Dataset rows:
++++++++++++++++++++
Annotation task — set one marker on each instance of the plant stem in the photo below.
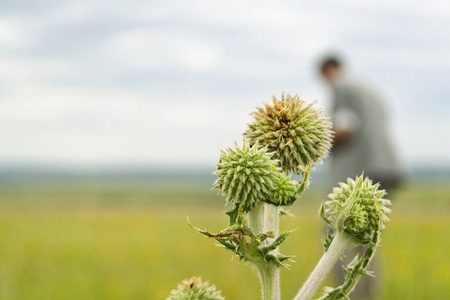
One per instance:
(339, 245)
(263, 218)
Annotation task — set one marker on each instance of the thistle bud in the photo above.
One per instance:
(297, 132)
(195, 289)
(356, 207)
(246, 175)
(285, 191)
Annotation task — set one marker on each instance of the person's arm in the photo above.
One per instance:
(346, 125)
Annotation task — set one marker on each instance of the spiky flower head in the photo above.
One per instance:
(357, 208)
(285, 191)
(195, 289)
(297, 132)
(246, 174)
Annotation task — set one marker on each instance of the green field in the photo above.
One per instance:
(94, 240)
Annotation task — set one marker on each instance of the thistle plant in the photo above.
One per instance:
(357, 213)
(289, 136)
(296, 131)
(195, 289)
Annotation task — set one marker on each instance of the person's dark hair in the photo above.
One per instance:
(331, 61)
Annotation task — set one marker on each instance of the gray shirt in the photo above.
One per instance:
(370, 149)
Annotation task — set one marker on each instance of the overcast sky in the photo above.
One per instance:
(96, 83)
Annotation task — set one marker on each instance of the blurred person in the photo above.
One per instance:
(361, 143)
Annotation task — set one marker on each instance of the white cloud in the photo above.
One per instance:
(104, 102)
(12, 35)
(161, 49)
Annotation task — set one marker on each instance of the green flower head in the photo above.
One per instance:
(285, 191)
(297, 132)
(195, 289)
(246, 174)
(357, 208)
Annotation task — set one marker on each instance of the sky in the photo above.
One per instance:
(91, 84)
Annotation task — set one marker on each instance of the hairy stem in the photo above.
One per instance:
(341, 243)
(263, 218)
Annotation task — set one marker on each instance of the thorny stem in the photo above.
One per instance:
(264, 217)
(341, 243)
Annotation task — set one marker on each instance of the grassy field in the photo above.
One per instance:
(94, 240)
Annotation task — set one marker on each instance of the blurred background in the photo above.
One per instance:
(113, 111)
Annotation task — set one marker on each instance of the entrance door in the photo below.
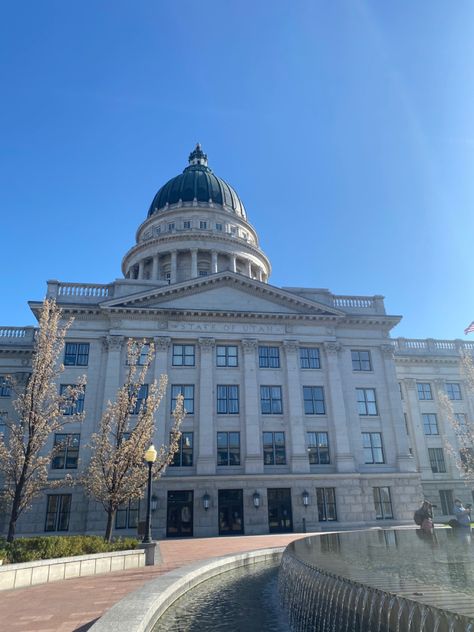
++++++++++++++++++++
> WRITTEN INSTRUCTION
Could you arrange all the lines of these records as a numbered list, skipping any blank lines and leaving the pictures out?

> TASK SOLUTION
1. Annotation task — set one marker on each instance of the plant stem in the photo below.
2. One per instance:
3. (339, 245)
4. (263, 218)
5. Annotation task — set one marker on each instance of the thistle bud in the photo above.
6. One per instance:
7. (297, 132)
8. (195, 289)
9. (356, 207)
10. (246, 175)
11. (285, 191)
12. Annotation task — set one marker on each instance of the person's arm in the photo above.
13. One per instance:
14. (346, 125)
15. Annotation task — set one marker on each instance of the spiky flower head in the photo above.
16. One per instance:
17. (357, 208)
18. (285, 191)
19. (195, 289)
20. (297, 132)
21. (246, 174)
22. Annotation task — set one marker on each instance of the green field in the photo above.
23. One per instance:
24. (94, 240)
25. Annotation task — set one marker on each instance of the thistle plant in the photo above.
26. One per instance:
27. (357, 213)
28. (289, 136)
29. (296, 131)
30. (195, 289)
31. Annotation task — set one marker on each instance of the person's dark hair in the photo above.
32. One per instance:
33. (331, 61)
34. Annotation task — set one marker on each instance of the gray shirt in the photo above.
35. One per instance:
36. (370, 149)
37. Annotation task — set one marker on each instance of the overcast sky in the photo above.
38. One per instance:
39. (96, 83)
40. Annotation task — set one marker on each instance of the blurred person in the photo above.
41. One per instance:
42. (361, 143)
43. Annotation task — set one marker on each instance of the white cloud in the photo above.
44. One per instance:
45. (104, 102)
46. (12, 35)
47. (161, 49)
48. Annotation task — set one marker on each instance of the green flower head in the photo above.
49. One per instance:
50. (285, 191)
51. (297, 132)
52. (195, 289)
53. (246, 174)
54. (357, 208)
55. Annotation task — set one marker on each instance of the sky in the photo above.
56. One per instance:
57. (91, 84)
58. Annotation task — set one marker on each instance of the hairy stem in the photo above.
59. One per instance:
60. (341, 243)
61. (263, 218)
62. Annotation task — set one marker on each instance of the thorny stem in the photo above.
63. One per instance:
64. (264, 217)
65. (341, 243)
66. Annotation task — set one marker on each instance of the grassy field in the photo above.
67. One per instance:
68. (94, 240)
69. Annotation task — set one marker on each instance of the blurred background in the photo above.
70. One per instance:
71. (113, 111)
72. Annotation task — set one marker on each instance of the entrance door in the photo below.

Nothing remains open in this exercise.